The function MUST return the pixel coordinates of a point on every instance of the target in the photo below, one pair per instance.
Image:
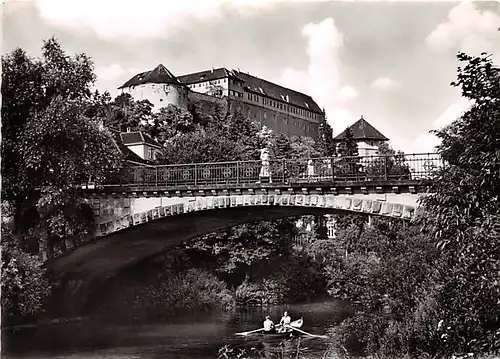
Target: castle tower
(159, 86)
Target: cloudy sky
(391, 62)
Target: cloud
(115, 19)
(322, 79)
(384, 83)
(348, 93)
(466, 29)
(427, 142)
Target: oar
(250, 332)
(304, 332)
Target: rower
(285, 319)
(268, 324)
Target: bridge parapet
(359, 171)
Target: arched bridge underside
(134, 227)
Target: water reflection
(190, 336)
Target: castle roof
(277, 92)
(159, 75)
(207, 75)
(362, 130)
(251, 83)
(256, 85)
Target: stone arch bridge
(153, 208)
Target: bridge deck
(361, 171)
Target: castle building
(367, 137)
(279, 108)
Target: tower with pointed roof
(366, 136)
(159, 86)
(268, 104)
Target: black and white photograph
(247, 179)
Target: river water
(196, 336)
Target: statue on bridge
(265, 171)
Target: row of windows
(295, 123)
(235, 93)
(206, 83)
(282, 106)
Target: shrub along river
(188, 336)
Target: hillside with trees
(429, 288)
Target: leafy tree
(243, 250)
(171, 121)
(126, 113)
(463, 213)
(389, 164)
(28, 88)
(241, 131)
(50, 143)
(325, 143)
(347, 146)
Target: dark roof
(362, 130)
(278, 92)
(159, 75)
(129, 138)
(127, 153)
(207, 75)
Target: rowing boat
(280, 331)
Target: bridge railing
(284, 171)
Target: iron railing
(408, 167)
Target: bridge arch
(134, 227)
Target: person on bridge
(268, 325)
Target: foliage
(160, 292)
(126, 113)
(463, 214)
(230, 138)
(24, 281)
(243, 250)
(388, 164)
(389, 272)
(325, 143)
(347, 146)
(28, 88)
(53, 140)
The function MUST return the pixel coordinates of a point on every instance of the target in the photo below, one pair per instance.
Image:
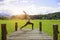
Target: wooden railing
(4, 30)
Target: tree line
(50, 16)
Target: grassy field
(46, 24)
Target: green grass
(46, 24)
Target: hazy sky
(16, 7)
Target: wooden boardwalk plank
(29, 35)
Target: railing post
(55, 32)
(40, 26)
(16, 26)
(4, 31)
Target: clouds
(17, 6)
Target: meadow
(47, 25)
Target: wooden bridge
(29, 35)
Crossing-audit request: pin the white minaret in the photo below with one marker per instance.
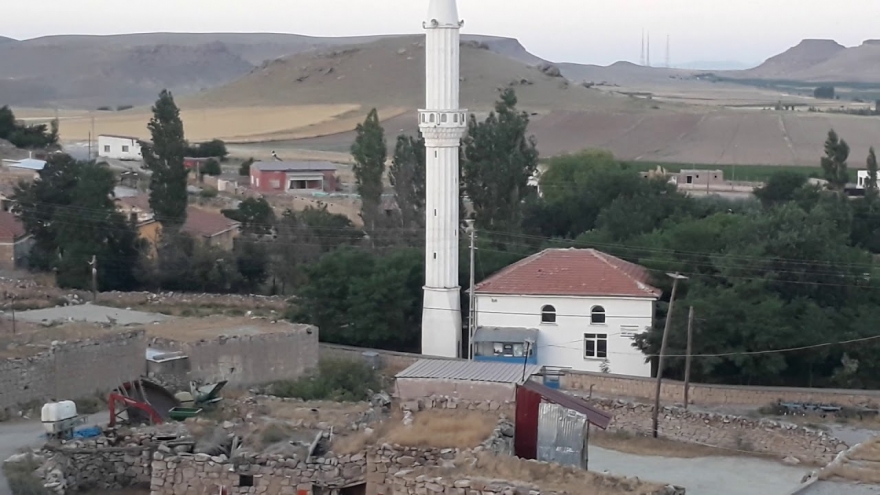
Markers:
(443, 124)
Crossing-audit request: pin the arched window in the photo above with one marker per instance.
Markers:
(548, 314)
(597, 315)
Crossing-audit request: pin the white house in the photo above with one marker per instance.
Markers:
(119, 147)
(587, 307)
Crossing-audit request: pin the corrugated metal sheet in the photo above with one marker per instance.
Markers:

◆ ◆ ◆

### Prompt
Retype the data above word for word, starting at the line that contains "Target: dark roof" and ending at the last line of the data, with both of those lines included. Leave the pictures out.

### Task answer
Target: dark roof
(362, 130)
(278, 92)
(159, 75)
(129, 138)
(127, 153)
(207, 75)
Target: rowing boat
(280, 331)
Target: bridge railing
(284, 171)
Target: iron railing
(408, 167)
Target: bridge arch
(134, 227)
Target: person on bridge
(268, 325)
Target: foliage
(160, 292)
(126, 113)
(463, 214)
(230, 138)
(24, 281)
(243, 250)
(388, 164)
(389, 272)
(325, 143)
(347, 146)
(28, 88)
(53, 140)
The function MUST return the pixel coordinates of a point on every instance of the target in the photo below, one pair per instance.
Image:
Target: wooden railing
(4, 30)
Target: tree line
(50, 16)
Target: grassy field
(46, 24)
Target: green grass
(46, 24)
Target: hazy sky
(16, 7)
Target: wooden boardwalk plank
(29, 35)
Target: railing post
(55, 32)
(40, 26)
(16, 26)
(4, 31)
Target: clouds
(17, 6)
Target: meadow
(47, 25)
Target: wooden bridge
(29, 35)
Crossing-audit request: pin the white minaret in the photo below with one marker per instance.
Markers:
(443, 124)
Crossing-audit request: pin the arched window in the photo above with one marker per instance.
Markers:
(548, 314)
(597, 315)
Crossing-audit request: pin the white house in the photo above with one marker per instance.
Markers:
(119, 147)
(587, 307)
Crossing-audit request: pin the corrugated metal sheet in the photo above with one marker per instance.
Markers:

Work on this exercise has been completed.